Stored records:
*-*-*
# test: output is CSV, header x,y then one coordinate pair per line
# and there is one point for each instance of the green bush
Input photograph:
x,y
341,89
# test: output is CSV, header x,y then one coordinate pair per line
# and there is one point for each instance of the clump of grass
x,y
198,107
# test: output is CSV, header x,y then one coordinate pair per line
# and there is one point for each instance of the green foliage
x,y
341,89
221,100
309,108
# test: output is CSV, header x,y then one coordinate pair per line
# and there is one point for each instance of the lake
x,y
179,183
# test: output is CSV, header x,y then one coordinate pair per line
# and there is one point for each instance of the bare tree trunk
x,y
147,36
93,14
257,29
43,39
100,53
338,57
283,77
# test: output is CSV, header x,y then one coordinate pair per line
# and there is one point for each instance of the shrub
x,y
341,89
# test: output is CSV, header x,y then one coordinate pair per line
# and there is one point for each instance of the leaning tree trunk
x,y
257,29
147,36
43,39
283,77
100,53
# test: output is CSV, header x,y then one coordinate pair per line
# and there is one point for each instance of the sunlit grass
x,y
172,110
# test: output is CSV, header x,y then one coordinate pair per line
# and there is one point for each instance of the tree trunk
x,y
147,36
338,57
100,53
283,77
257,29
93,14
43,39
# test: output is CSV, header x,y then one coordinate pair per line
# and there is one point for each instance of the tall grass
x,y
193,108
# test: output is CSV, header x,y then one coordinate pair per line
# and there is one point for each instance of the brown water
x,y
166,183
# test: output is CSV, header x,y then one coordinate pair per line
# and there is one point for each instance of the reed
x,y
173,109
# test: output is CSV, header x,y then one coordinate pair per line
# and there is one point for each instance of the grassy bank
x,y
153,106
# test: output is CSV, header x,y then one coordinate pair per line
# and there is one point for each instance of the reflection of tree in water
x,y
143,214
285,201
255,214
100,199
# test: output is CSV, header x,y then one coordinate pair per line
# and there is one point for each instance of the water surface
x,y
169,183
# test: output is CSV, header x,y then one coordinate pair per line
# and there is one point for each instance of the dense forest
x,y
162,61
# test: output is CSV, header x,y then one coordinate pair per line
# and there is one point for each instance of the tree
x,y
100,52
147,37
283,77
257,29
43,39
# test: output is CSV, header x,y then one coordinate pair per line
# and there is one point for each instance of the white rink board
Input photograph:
*-*-*
Problem details: Reproduce without change every line of the entries above, from the one containing "bare tree trunk" through the last.

Result:
# and there is one point for each instance of the bare tree trunk
x,y
147,36
93,14
257,29
43,39
100,53
338,57
283,77
# test: output is CSV, header x,y then one coordinate pair per line
# and there is one point for each instance of the shrub
x,y
341,89
# test: output is CSV, header x,y then one coordinate pair per line
# and there is one point for each instance of the leaning tree trunk
x,y
257,29
147,36
43,39
283,77
100,53
# test: output is CSV, header x,y then one coordinate pair per line
# and there is one point for each instance of the sunlit grass
x,y
172,110
# test: output is CSV, header x,y then one coordinate pair per line
# and there is one point for each instance of the tree trunk
x,y
147,36
338,57
100,53
283,77
257,29
93,14
43,39
# test: output is CSV, header x,y then one coordinate pair per line
# and there is one point for each instance of the tall grass
x,y
193,108
# test: output is CSV, header x,y then one coordinate pair per line
# and there is one point for each instance of the brown water
x,y
166,183
# test: output is CSV, header x,y then one coordinate pair per line
# and there is one point for each instance of the reed
x,y
173,109
# test: output is CSV, header x,y then one coordinate pair per line
# and there is one point for each instance of the grassy bank
x,y
153,106
# test: output is CSV, header x,y then one coordinate pair per line
# and there is one point for each instance of the reflection of tree in water
x,y
143,214
285,201
255,214
100,199
# test: output is CSV, header x,y then one coordinate pair per line
# and there is one point for each instance of the water surface
x,y
169,183
# test: output is CSV, header x,y then one coordinate pair per line
# and there is one point for each instance of the dense forest
x,y
162,61
# test: output is CSV, header x,y then one coordinate pair per line
# and there is one point for each instance of the tree
x,y
100,52
147,37
283,77
257,29
43,39
# test: output is CSV, header x,y then one coordinate pair per line
# and there is one point for each instance of the white rink board
Input photograph:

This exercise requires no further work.